"""

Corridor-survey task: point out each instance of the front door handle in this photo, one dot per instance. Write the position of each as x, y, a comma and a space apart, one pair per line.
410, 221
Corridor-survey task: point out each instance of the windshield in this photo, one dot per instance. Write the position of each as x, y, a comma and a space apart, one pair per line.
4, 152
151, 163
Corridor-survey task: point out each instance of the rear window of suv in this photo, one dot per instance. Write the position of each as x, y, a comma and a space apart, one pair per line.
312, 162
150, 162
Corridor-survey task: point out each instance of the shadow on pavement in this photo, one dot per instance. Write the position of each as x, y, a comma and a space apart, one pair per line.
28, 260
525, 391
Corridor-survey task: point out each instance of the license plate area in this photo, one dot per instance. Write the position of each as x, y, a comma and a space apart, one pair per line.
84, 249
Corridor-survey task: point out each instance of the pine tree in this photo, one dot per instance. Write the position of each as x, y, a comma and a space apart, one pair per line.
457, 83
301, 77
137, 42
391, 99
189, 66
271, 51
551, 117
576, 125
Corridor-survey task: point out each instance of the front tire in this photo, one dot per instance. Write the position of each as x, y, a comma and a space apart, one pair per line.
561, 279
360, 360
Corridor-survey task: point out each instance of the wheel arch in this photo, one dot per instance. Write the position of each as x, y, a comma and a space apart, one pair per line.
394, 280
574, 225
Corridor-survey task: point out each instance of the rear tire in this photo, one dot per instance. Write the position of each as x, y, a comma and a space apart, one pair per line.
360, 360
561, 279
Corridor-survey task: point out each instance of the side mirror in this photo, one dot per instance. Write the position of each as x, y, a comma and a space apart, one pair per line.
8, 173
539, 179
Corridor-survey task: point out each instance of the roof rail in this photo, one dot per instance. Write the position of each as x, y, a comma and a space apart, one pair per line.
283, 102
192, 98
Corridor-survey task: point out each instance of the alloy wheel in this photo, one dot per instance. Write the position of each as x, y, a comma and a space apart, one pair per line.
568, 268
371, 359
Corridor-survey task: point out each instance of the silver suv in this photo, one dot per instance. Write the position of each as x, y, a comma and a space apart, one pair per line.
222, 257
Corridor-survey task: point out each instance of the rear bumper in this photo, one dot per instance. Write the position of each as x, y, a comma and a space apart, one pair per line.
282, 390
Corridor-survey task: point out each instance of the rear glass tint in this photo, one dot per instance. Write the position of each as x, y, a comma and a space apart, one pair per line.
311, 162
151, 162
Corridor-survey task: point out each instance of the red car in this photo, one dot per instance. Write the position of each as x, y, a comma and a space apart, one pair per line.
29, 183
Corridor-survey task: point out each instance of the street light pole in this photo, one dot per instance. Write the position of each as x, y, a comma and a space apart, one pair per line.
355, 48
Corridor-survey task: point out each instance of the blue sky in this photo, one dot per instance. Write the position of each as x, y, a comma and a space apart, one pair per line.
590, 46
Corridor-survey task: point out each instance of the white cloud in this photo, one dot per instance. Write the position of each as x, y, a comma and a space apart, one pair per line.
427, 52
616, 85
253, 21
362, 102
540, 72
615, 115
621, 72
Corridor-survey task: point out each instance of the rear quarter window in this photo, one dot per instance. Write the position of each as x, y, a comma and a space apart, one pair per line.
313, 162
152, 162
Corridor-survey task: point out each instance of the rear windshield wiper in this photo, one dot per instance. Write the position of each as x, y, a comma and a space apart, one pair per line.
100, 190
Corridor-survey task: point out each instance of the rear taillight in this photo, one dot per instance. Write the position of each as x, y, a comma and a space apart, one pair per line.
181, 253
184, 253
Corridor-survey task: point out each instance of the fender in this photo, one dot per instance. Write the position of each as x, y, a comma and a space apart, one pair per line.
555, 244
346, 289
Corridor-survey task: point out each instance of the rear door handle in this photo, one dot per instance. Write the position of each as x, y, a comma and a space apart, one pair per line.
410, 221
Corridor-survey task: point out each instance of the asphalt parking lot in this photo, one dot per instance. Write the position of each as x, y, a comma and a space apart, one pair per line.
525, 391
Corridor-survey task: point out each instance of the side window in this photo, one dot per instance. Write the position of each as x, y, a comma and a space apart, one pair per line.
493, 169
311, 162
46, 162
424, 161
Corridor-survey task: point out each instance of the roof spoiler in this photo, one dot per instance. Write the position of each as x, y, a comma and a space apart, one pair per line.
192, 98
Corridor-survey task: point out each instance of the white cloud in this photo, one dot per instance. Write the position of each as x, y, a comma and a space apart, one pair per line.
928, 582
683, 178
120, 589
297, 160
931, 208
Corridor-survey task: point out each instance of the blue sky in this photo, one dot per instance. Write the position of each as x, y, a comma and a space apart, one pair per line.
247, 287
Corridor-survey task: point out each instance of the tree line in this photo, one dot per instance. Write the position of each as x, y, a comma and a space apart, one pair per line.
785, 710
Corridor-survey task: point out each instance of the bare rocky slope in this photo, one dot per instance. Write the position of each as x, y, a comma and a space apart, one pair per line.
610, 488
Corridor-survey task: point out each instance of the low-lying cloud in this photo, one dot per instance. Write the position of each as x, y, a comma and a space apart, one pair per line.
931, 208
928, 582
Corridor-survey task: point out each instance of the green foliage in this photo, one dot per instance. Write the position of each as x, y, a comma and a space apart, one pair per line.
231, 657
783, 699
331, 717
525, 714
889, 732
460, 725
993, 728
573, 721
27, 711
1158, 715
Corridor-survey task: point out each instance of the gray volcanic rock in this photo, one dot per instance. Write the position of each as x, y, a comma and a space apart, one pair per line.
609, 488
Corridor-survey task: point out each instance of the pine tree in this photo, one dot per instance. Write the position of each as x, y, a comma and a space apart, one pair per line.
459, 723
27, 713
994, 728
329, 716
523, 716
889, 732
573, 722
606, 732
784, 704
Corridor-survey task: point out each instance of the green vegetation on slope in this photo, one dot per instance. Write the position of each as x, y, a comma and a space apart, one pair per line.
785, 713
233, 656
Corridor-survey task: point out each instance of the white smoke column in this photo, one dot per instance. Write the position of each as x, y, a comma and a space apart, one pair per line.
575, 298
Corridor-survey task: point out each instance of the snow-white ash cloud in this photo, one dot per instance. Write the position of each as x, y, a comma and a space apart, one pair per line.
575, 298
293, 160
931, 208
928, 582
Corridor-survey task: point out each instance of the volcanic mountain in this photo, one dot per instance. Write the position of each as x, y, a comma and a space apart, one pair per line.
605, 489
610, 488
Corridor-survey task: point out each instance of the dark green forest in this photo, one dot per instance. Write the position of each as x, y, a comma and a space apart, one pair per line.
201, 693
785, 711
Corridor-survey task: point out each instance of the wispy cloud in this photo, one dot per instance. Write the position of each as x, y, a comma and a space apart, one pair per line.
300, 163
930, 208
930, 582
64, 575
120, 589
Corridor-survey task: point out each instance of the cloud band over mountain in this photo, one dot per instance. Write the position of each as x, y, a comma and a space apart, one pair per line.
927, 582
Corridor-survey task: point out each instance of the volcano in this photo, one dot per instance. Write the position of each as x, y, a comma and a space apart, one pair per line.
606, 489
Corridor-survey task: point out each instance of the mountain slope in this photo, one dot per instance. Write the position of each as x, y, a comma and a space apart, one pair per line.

"""

**Task goal:**
Output the line that contains "Corridor-survey task: point out each instance of the wispy", followed by every later line in the listing, with no line omitted and none added.

**Result:**
Corridor-survey task: point out each instance of the wispy cloud in this photo, one dot per instance. Write the position of each as x, y, a comma and a space apart, one pair per line.
300, 163
930, 208
930, 582
64, 575
120, 589
Corridor-survey task: point out each instance of the cloud band over mountain in this photo, one dot per instance. Write the position of each as x, y, a comma and a space apart, one pair per line.
927, 582
Corridor-survey task: point out each instance of the volcano in this photo, one dot per instance. Write the position of each as x, y, a comma and a space apart, one pair per line.
606, 489
Corridor-survey task: point out each instance of the mountain slope in this photo, one dot per instance. Write the position of each as x, y, a comma and a space apart, one pair per line.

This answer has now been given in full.